((
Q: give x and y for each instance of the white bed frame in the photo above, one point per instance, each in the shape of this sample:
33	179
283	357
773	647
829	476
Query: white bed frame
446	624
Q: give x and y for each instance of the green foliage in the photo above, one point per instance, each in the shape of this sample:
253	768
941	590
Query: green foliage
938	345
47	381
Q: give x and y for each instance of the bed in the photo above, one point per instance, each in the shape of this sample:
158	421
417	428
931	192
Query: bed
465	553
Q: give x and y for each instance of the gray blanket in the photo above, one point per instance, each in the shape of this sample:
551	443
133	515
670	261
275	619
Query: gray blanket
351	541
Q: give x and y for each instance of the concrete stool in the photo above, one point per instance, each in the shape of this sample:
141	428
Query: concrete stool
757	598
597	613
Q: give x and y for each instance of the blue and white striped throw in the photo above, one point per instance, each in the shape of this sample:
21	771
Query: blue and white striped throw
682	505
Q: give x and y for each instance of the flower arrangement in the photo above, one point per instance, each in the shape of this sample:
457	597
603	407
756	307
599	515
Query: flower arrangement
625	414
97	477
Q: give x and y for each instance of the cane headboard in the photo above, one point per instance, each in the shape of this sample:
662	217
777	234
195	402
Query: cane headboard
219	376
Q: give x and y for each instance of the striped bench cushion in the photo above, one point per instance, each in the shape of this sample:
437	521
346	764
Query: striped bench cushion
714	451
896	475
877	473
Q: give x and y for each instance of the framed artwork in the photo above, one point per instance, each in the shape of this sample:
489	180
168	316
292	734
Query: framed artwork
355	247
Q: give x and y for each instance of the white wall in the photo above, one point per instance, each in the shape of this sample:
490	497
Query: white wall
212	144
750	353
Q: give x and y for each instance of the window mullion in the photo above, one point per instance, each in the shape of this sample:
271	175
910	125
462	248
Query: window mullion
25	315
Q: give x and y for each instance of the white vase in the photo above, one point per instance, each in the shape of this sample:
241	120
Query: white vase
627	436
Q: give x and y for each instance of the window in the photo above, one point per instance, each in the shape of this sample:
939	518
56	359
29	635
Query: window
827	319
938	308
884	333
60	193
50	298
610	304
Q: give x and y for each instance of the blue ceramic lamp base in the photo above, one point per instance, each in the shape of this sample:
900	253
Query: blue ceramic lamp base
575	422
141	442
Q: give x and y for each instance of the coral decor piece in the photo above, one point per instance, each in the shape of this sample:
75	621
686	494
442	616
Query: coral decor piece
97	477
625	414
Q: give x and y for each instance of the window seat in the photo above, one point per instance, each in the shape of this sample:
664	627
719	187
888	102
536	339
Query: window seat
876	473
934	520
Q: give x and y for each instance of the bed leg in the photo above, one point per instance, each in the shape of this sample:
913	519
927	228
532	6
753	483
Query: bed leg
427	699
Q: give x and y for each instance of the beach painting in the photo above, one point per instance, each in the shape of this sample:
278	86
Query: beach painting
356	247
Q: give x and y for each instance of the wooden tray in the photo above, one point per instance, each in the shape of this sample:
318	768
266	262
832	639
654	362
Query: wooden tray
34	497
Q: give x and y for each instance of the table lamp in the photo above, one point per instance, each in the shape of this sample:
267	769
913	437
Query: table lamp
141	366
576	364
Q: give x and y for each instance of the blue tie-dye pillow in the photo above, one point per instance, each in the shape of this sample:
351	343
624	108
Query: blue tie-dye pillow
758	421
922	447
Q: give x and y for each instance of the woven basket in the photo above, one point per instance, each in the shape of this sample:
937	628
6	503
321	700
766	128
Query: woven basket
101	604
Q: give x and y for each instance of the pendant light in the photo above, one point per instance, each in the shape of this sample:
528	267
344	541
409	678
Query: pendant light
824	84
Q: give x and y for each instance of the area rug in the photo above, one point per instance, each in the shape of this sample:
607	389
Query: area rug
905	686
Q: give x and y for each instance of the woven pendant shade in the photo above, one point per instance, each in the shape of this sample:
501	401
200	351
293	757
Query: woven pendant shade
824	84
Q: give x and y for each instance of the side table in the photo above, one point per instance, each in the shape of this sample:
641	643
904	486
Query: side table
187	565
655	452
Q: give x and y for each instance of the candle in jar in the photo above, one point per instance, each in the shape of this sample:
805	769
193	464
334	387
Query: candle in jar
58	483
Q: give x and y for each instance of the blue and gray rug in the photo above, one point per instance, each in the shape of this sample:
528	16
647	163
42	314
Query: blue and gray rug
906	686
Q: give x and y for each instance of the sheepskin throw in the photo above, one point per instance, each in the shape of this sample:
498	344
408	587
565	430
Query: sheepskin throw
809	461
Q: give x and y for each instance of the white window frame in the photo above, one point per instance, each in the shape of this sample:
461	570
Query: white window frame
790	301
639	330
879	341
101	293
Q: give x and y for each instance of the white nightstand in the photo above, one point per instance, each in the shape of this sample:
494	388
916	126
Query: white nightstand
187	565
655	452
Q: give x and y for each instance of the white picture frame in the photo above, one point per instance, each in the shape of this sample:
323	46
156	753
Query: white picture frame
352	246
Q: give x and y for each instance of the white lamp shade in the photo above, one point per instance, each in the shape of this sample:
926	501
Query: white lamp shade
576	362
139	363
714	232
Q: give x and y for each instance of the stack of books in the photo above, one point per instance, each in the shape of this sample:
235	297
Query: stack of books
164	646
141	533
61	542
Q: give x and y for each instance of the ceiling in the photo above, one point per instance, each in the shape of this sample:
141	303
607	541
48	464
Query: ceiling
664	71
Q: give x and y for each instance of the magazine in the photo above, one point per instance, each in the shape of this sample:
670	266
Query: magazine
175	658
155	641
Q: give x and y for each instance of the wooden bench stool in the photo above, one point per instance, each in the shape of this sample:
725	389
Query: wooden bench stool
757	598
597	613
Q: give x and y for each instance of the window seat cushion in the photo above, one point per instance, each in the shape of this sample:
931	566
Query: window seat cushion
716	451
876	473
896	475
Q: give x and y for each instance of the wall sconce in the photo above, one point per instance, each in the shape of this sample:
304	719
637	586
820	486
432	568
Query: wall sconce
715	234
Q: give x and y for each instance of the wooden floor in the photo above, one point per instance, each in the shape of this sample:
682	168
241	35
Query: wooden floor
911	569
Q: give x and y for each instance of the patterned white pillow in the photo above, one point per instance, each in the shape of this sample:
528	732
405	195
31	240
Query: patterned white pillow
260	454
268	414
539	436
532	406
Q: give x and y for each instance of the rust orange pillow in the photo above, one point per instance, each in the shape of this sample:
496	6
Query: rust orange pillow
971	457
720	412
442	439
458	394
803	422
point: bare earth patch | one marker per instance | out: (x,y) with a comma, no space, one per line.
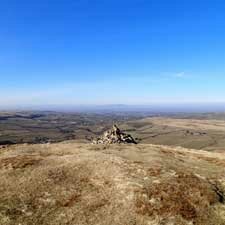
(80,184)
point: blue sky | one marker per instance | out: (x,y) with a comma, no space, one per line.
(111,51)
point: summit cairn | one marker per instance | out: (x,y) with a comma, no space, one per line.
(114,136)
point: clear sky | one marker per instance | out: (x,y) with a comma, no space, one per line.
(111,51)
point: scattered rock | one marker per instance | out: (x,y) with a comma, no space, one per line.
(114,136)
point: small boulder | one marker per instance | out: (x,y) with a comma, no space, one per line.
(114,136)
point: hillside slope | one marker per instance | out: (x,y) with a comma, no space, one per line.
(80,184)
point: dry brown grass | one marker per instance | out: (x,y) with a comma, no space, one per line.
(79,184)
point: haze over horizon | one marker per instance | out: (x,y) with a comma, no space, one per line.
(112,52)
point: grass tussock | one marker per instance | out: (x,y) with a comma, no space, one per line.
(184,194)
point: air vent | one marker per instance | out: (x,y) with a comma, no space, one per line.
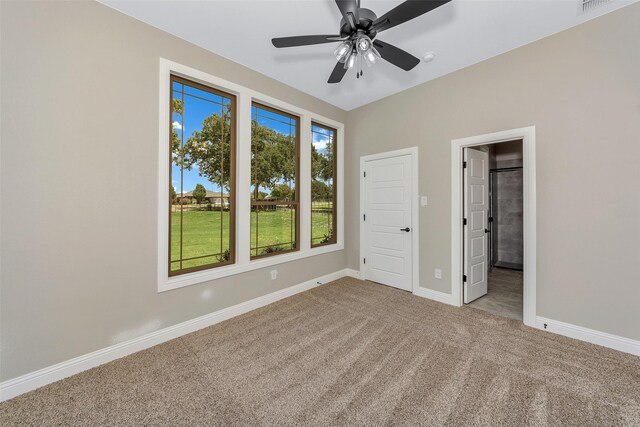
(587,6)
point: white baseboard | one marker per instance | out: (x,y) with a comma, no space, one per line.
(604,339)
(33,380)
(436,296)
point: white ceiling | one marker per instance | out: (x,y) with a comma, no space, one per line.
(461,33)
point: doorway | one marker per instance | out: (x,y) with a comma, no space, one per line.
(389,220)
(482,249)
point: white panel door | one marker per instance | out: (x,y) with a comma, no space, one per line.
(476,207)
(387,221)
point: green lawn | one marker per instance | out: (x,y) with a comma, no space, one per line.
(201,233)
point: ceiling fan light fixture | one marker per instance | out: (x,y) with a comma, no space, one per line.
(370,58)
(351,62)
(342,51)
(363,44)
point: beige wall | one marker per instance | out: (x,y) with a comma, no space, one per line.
(80,131)
(581,89)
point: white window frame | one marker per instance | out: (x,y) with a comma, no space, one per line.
(244,98)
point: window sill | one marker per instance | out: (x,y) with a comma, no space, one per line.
(168,283)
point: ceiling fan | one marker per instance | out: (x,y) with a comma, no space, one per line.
(358,30)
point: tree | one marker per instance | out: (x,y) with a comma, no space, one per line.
(322,163)
(199,193)
(320,191)
(210,149)
(273,158)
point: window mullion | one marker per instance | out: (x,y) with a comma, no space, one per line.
(243,178)
(305,182)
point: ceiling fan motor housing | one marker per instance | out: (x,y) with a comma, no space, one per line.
(367,17)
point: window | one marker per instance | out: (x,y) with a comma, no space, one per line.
(201,178)
(323,185)
(274,180)
(231,180)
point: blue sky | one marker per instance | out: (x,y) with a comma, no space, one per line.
(196,110)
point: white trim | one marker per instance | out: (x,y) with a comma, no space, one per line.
(415,217)
(244,96)
(354,273)
(592,336)
(438,296)
(31,381)
(528,136)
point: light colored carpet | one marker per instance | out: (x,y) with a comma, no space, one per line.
(350,353)
(504,296)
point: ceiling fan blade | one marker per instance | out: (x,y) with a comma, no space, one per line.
(395,55)
(405,12)
(338,73)
(349,10)
(305,40)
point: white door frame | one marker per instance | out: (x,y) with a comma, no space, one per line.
(528,137)
(415,227)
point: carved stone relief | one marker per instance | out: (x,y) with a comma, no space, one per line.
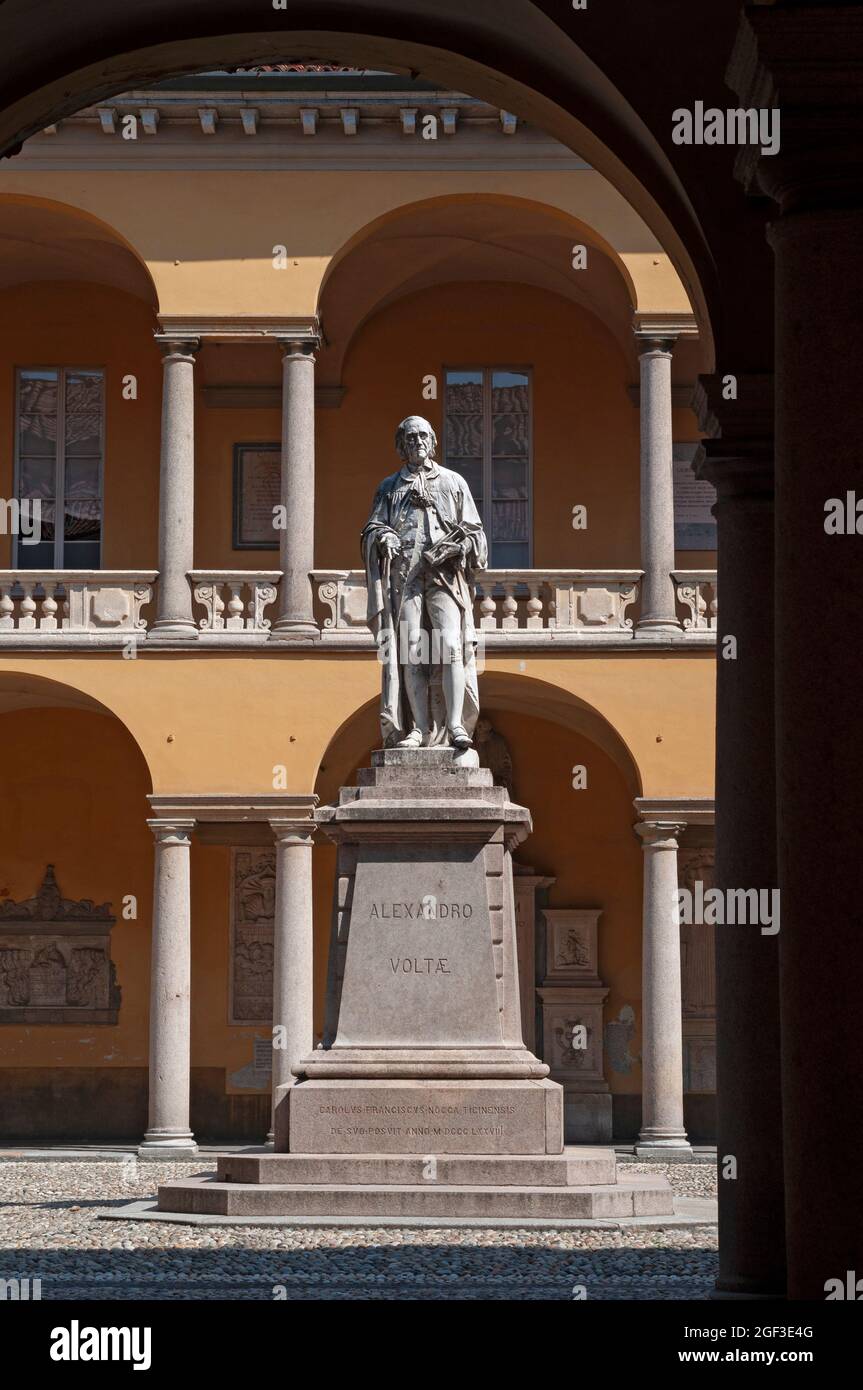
(56,959)
(253,908)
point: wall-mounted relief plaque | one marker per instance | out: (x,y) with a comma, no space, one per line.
(694,498)
(698,977)
(56,959)
(571,945)
(252,913)
(256,492)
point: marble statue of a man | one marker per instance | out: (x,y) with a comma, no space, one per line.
(421,545)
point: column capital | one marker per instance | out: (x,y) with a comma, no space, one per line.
(805,64)
(171,831)
(659,834)
(298,345)
(292,831)
(740,458)
(181,348)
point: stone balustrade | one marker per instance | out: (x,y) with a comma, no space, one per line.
(698,591)
(234,601)
(510,605)
(91,603)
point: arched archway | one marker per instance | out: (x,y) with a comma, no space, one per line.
(74,997)
(530,64)
(478,238)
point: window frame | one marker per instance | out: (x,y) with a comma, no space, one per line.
(60,455)
(488,444)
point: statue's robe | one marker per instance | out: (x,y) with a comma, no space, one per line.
(420,509)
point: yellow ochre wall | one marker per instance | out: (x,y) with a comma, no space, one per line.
(74,792)
(207,255)
(67,324)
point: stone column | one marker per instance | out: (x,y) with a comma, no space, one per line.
(296,616)
(662,1127)
(293,950)
(170,980)
(174,616)
(658,598)
(749,1109)
(808,60)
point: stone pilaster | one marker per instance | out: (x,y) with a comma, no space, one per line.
(170,984)
(293,950)
(174,619)
(662,1129)
(808,60)
(658,599)
(296,615)
(749,1112)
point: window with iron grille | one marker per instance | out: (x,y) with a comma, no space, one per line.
(487,438)
(59,460)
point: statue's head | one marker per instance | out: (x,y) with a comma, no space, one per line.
(416,441)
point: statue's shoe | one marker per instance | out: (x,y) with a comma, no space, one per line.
(413,740)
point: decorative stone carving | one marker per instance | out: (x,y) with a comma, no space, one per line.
(698,979)
(56,959)
(571,945)
(253,909)
(573,998)
(494,754)
(421,545)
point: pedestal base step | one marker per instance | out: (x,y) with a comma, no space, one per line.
(573,1168)
(207,1196)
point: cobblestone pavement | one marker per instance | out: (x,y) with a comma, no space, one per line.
(50,1230)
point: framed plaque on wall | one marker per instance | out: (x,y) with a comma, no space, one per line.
(256,492)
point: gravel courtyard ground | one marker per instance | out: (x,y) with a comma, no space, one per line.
(50,1230)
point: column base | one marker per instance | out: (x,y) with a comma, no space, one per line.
(664,1153)
(658,626)
(171,1143)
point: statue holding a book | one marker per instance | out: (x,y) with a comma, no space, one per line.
(421,546)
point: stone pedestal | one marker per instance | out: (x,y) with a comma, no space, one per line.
(423,1048)
(423,1100)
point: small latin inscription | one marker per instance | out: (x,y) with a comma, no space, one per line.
(425,1121)
(420,965)
(427,911)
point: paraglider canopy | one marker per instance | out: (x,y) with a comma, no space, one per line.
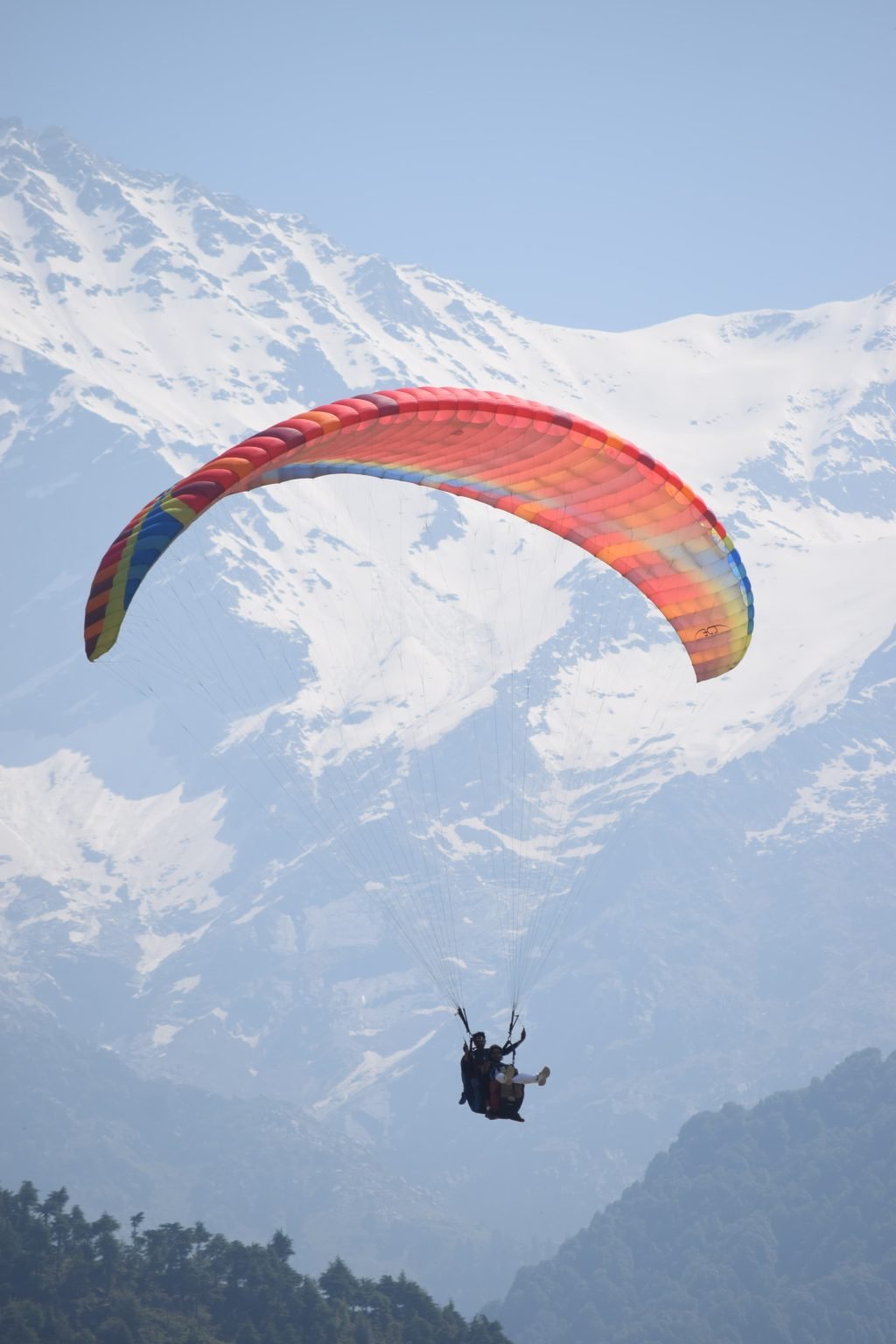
))
> _Task requirements_: Every line from the one containing "point: decorative stone" through the last line of the data is to be retyped exactly, with nothing added and no pictures included.

> _Solution to the exercise_:
point: decorative stone carving | one marker per instance | out: (x,y) with a comma, no space, one per line.
(698,979)
(56,959)
(571,945)
(253,909)
(573,998)
(494,754)
(421,545)
point: pedestal base step | one marker per instance | out: (x,y) with a comma, no space, one per line.
(573,1168)
(207,1196)
point: cobblestone pavement | one marker per instance | out: (x,y) with a comma, no space, one per line.
(50,1230)
point: framed plaque on wall | one marker per instance | out: (x,y) with a comma, no space, one per line.
(256,492)
point: gravel courtyard ground | one marker per instance | out: (x,y) with a comma, no space, one per line.
(50,1230)
point: column base | one marker per instance | out: (x,y) with a comma, no space, one per line.
(664,1153)
(658,626)
(171,1143)
point: statue holding a book | one marker per instance | out: (x,y) with a comma, no space, one per line.
(421,546)
point: stone pedestal | one marker per instance | out: (x,y) with a comma, no space, one per line.
(423,1048)
(423,1100)
point: small latin inscription | one marker per instance | out: (x,y) with a comma, no space, one per line.
(425,1121)
(420,965)
(427,911)
point: paraglider canopy | one marker per instance | out: (x,y) with a comma, no space, one per line.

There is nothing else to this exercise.